Records of labeled points:
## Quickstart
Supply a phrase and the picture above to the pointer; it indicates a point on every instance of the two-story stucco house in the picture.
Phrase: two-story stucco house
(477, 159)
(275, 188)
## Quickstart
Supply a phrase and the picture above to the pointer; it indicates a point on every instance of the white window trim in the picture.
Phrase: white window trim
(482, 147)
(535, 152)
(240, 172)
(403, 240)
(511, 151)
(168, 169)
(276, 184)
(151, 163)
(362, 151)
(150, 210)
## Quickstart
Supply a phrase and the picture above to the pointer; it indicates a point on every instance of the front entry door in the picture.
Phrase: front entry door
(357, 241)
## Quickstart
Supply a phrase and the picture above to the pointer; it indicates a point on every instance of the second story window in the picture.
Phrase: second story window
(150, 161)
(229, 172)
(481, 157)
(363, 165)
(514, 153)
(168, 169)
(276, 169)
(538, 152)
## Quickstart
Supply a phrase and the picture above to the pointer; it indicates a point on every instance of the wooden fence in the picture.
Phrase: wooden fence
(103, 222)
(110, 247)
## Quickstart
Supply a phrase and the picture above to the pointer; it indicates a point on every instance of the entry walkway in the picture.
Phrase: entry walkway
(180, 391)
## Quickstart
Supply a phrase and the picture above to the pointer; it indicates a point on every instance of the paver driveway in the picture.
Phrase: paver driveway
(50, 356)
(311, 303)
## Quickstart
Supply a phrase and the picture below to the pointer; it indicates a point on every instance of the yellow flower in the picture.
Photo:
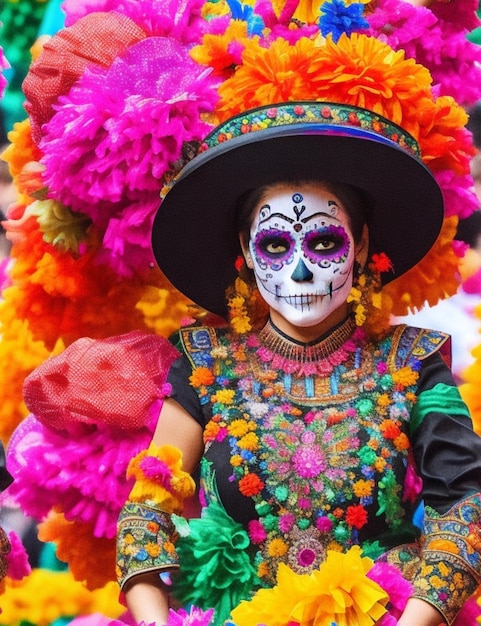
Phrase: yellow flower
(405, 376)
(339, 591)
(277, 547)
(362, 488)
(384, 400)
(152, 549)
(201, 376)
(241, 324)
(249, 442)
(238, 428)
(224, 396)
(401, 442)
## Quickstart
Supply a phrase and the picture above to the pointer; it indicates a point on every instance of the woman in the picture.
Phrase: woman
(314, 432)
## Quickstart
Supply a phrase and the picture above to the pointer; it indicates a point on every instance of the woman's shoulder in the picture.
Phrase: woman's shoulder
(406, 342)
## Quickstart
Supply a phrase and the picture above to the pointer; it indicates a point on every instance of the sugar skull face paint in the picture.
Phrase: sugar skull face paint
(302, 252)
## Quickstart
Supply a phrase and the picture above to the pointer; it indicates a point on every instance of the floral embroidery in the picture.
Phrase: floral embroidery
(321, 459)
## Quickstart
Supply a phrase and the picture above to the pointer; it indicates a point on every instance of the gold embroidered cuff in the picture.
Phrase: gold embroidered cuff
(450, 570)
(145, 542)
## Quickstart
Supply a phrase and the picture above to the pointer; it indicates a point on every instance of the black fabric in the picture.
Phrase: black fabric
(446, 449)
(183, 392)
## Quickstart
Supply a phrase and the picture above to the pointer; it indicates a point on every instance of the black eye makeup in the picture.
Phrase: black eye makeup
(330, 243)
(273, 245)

# [Objective]
Without including any picture, retype the entries exactly.

# [Solution to this problem]
## Quickstart
Supply a phrase and the picture above to the pointer; it indicates a point on every instance of the two-story stucco house in the picture.
Phrase: two-story stucco house
(477, 159)
(275, 188)
## Quickstart
Supply a phrase and the picture above to the pointer; it indicates a point on every instance of the white window trim in the picture.
Phrase: white window trim
(482, 147)
(535, 152)
(240, 172)
(403, 240)
(511, 151)
(168, 169)
(276, 184)
(151, 163)
(362, 151)
(150, 210)
## Quickstart
Supply a phrase and the picture above to the pointer; it indicates a point on every instance of the front entry door in the picture.
Phrase: front entry door
(357, 241)
## Quickstart
Supply a phrase and the picture above to the pointer; it indicates a point on every instance of the second story window in the picture.
Phrase: second story window
(150, 161)
(229, 172)
(481, 157)
(363, 165)
(514, 153)
(168, 169)
(276, 169)
(538, 152)
## Quickstart
Supply a phrase and the picture above to the pointer; it indicates a point on every instance of the wooden fence in the picture.
Phrase: wooden fence
(103, 222)
(110, 247)
## Quickstart
Supply a phrase and the picture above to the pointer; it indicates a point on every instance of the entry walkway in the picture.
Phrase: entry walkway
(180, 391)
## Quickstart
Supply a phrase and the picture above to the pointer; it indicates a point on every instance of the paver driveway in the picture.
Phrase: paver driveway
(50, 356)
(311, 303)
## Quickstart
Supply a phrase and the picture below to the pointer; it indicates a point on every instance of the yellow flower in the picture.
Photo:
Phrase: yellow flower
(405, 376)
(339, 591)
(277, 547)
(362, 488)
(384, 400)
(152, 549)
(201, 376)
(241, 324)
(249, 442)
(238, 428)
(224, 396)
(401, 442)
## Quickstart
Supply a phrase and the picture above to the pointer; it indicates a point on every instance of the woman in the picture.
Phrase: woman
(314, 432)
## Quickstart
Supply a phrase and the picture above to the pointer; it indicates a point on every instance of the woman's shoulder in the picture.
Phrase: woman's shoulder
(406, 342)
## Quickstart
Supply a phrase and the picture above to the pointer; it indicates a point on every instance of the sugar skull face paint in the picture.
Phrase: sugar skull face paint
(302, 252)
## Quickstart
Supply a phrase and the picture above to the pointer; it indicates a point on every instance of the floral embroidery in the picture.
Phrase: floral embroidery
(321, 459)
## Quickstart
Supply a phrase and the picture above to the pointer; it indicates a point on every instance of the gold embroidered cuff in the picture.
Phrase: gold embroidered cuff
(450, 570)
(145, 542)
## Quickstart
Supply a phrase and the picture above to the pointer; it indicates a point on every instance of the black fabric in the picture.
Phrase: black fabric
(446, 449)
(183, 392)
## Quickstart
Supply a phrase and the picture above to the pointer; it indicates a point on every instance of the black eye makeup in the picture.
Phrase: black eye makeup
(330, 243)
(273, 245)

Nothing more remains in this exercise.